Exercise>
Line by line, copy the records below exactly and leave the pictures out.
[[ Materials provided, beginning ]]
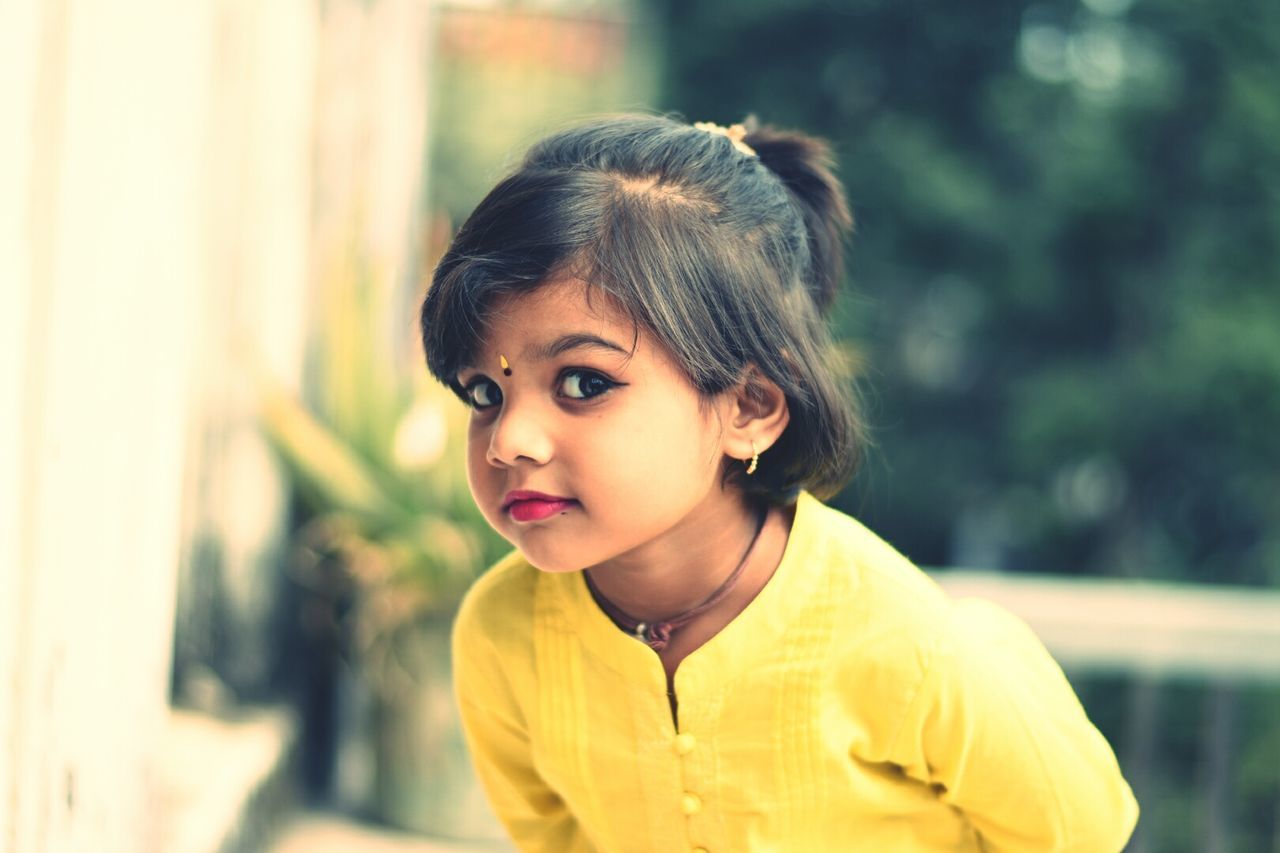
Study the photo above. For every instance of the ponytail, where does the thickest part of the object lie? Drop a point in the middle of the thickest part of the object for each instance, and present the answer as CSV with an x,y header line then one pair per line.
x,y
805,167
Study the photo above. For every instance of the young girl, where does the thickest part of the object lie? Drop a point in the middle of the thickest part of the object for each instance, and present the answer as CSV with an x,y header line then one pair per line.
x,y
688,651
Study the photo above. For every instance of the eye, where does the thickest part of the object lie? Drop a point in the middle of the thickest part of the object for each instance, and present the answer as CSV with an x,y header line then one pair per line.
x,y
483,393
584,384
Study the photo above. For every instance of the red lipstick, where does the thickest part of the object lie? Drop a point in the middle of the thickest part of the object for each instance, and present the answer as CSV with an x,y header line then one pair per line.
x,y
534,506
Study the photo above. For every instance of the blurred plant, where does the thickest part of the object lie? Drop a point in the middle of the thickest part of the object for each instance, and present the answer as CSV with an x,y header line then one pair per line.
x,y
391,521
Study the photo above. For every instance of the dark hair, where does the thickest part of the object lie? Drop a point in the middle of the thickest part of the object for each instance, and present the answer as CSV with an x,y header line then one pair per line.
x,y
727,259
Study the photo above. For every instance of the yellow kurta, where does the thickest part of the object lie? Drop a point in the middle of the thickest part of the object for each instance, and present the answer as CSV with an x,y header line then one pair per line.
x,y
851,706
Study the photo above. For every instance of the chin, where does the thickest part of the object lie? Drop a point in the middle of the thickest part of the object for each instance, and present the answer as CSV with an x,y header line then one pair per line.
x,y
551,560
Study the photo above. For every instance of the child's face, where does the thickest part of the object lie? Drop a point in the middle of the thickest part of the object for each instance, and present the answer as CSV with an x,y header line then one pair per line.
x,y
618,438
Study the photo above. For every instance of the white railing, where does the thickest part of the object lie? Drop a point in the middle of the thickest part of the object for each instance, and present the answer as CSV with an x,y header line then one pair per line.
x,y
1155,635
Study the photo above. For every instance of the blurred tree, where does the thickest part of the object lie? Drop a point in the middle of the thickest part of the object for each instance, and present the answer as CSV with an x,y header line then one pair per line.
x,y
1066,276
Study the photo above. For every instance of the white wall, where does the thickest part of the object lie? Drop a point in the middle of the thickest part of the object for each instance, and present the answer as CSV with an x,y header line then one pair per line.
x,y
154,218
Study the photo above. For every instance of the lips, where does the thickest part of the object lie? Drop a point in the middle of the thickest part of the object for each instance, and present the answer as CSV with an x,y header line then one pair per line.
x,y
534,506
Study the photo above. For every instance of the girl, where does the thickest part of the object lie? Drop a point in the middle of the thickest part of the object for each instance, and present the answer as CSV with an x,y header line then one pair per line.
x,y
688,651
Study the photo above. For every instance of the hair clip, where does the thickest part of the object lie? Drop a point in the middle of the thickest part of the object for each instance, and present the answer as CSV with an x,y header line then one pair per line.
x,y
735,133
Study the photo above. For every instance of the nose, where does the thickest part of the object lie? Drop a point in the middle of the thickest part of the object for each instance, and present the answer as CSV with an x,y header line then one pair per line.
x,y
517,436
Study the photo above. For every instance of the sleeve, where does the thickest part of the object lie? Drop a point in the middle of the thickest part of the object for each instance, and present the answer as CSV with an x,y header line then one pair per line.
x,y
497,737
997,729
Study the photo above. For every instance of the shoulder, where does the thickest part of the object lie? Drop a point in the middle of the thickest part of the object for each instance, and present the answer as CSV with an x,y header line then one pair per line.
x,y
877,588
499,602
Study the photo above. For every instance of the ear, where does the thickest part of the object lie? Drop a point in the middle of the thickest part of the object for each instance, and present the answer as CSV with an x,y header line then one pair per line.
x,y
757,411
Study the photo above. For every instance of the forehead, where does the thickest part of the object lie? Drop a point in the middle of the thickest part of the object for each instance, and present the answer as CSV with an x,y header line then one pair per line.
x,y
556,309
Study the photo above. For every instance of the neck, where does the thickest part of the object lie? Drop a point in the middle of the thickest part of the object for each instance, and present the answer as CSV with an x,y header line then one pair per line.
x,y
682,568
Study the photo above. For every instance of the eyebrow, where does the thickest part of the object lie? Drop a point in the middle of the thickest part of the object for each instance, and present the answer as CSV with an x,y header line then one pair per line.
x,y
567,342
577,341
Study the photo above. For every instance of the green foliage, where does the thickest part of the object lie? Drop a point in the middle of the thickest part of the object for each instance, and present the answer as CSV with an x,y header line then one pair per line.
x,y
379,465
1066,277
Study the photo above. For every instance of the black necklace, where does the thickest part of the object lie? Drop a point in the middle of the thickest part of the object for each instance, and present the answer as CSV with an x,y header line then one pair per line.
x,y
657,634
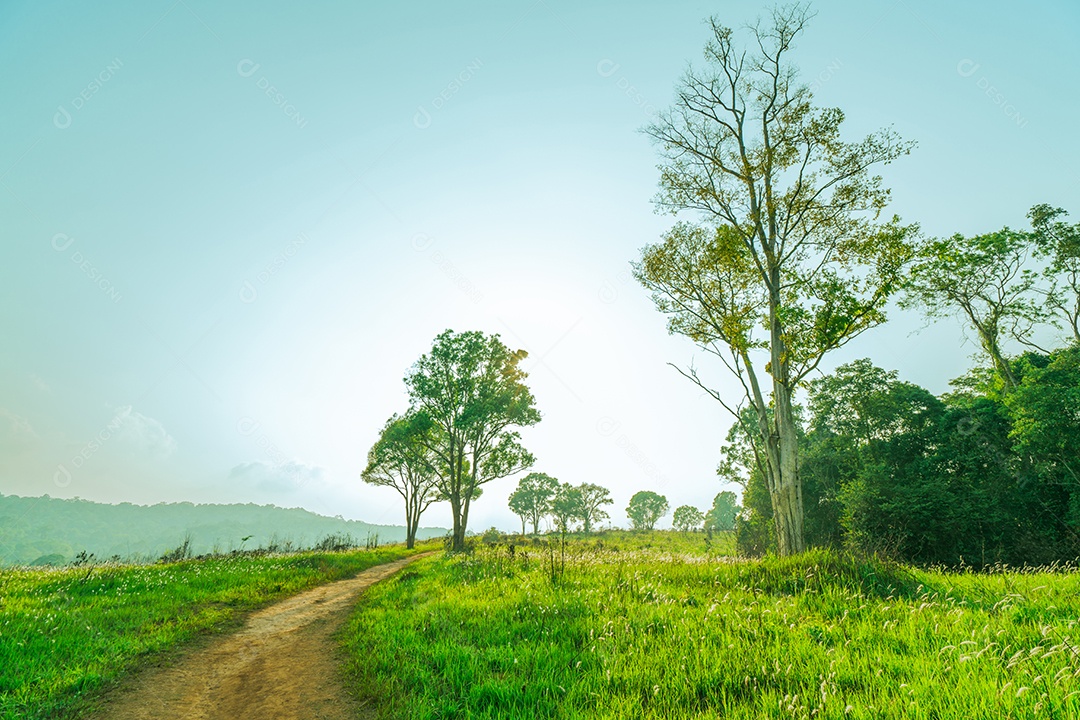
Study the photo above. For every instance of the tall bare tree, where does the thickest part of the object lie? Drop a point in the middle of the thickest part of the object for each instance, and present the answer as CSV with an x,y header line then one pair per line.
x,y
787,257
[[ Materials provided, end ]]
Exercise response>
Study the photo above. For every instance of the ponytail, where does the thickest part of the object lie? Drop a point in the middle of the thickest part of the object for each instance, and present the answer as CSV with an x,y header line then one pair per line.
x,y
805,167
Study the photo above. For every instance of the young girl, where does the thickest part of the object lie? Drop a point in the middle of the thickest part of the object for each instance, and present the answer as CSV with an x,y header line then one pair per line.
x,y
688,651
Study the photo above. For every instance of the eye, where does the thickest part of the object lie? Drop a point in the middle of the thickest part of the object for each instance, and present the answer as CSV with an x,y header line then one pair per line.
x,y
483,393
584,384
Study the photo above. For every instance of the red lipstick, where does the thickest part of the object lie? Drop a point in the middle of the thickest part of the object for each instance, and present the answer as CSV with an x,y header line then one pair per line.
x,y
534,506
Study the photo above. For every instance of the blurred plant, where does the thickest part of the object lie? Drop a point in the middle of the thickest part of the object for each instance, and present the answer as CSV with an x,y header line then one pair per line.
x,y
391,521
Study the photo above. For every instance of the dark hair, where does the thickest part of the object lie? Drop a point in the middle of the thickest part of the object for each instance, and present the answer as CSV with an x,y header line then one pair per line.
x,y
727,259
Study the photo above. For every instance of the yellow kurta, where does the thickest part of the object lie? Drop a point in the middle of the thickest part of the object for each instance, and present the answer as CSV with an x,y header line then one pair per line.
x,y
851,706
Study the photo above. For every instance of the chin, where does the thickest part of the object lie? Drop a point in the middle of the thickest part of the object for each instance, and present the answer as CSV with an x,y header line then one pair per line.
x,y
551,560
Study the photo above. For every instance of the child's face, where does the thickest part of the object lie? Drop a point in the middle of the thickest part of the object for each instance, and present the answer as CSV with an x,y header line then one pair per line.
x,y
618,438
Study the photo above. For every instance of the white railing, where does the thickest part of the object lie? Drop a point in the middle of the thickest part of the object for each instance, and present the answer as CSV with an x,y header line then one pair per line.
x,y
1155,635
Study the photo above. For every instance of the blurred tree, where does the thickest part of the object lie? Drop a point in the middle of the thickest part of the object for each instance, and present the answer as CSV with an x,y header line then one pair per line.
x,y
1066,276
Study the photo above. For every instance of the white wall, where does the thickest part of the object lie? Drop a point in the middle of the thickest part of the object for each instance, and present the answer as CSV with an x,y header line then one pair per line.
x,y
154,218
Study the photo above. For every instance of the lips, where does the thickest part of the object lie? Drop a point in the middle of the thickest part of the object for each instance, and present the answer as CSV with an x,y header line then one pair per line.
x,y
534,506
Study the photo above. For every instance of the girl, where does the thickest part of the object lie? Drop a point in the middle of the thickest part of the object for each instance, and present the answer as CSV with an x,y header line then one pair per line.
x,y
688,651
Study the photo above. For every instance of the hair clip, where does the thickest part of the object lie? Drop a point in the middle of the thickest part of the object for each instance, and present the answer as CSV with an x,y header line then one pair per line.
x,y
735,133
Study the photo above. For every instance of the nose, where does the thickest part of the object lie? Drop a point in the middle of the thickest part of the object for each instance, and present the answer as CSV with an x,y header line then one pair per line.
x,y
517,436
Study the photo above. For every instance of the sleeve, where does the thickest part of the object lie? Drop a point in the middle of the thickest part of the object for each instance, and present the answer as CSV with an x,y header line then one pair per line.
x,y
497,737
997,729
Study the photo above. For every instance of the shoulder, where does the thickest part of the object lie? Drop a point in the middle of the thickest part of the object for each instance, and present the answer as CSV with an x,y header line then one pair per line.
x,y
877,588
499,602
Study the photo above. For every instance of the ear, where does the thickest part of the object lie? Drop a point in the middle of the thickest part of the object for each instance, and present the answer as CSV with an x,y header line then one pair per line.
x,y
757,411
Study the photo above. For every instance of the forehead, where does the thickest part of the object lie? Drop a point in the middle of the thickest part of the object for each instance, and present the answer as CSV with an x,y header line then one pair per line.
x,y
556,309
Study the photo above. For every instance of the neck, where does the thickest part of the object lie? Drop a point in the middle of the thickest part of the object for each instance, and present the answer as CSV with an x,y header line then one pair per line.
x,y
682,568
Study the photo above. For every instance of the eyebrow, where does the thickest part of the object lie? Drop a point in the middle of the thickest part of the object for each instance, and present the answer as CSV with an x,y header line then one pair per line.
x,y
567,342
577,341
Study the photo above. For every instance of the green foliage, where does the thickest part of the object lie? Drop a point in the middle of the thickest part of the object for each instance, and present the answer as CSV with an x,y header line then one pair per line.
x,y
379,465
1066,277
Study the photo above. For every instance of the black necklace, where does the thickest part of the object lie? Drop a point in the middle of the thickest part of the object for each instance, and present the answer as CSV with an x,y header line then one pair per line.
x,y
657,634
Study the photo above. For every instance of the tall bare tree, where does the thickest part of the object lie? Drop a point in the middle of the thickest part of the object for each instance, and present the answer as CSV with an x,y header line then one pair per line.
x,y
787,257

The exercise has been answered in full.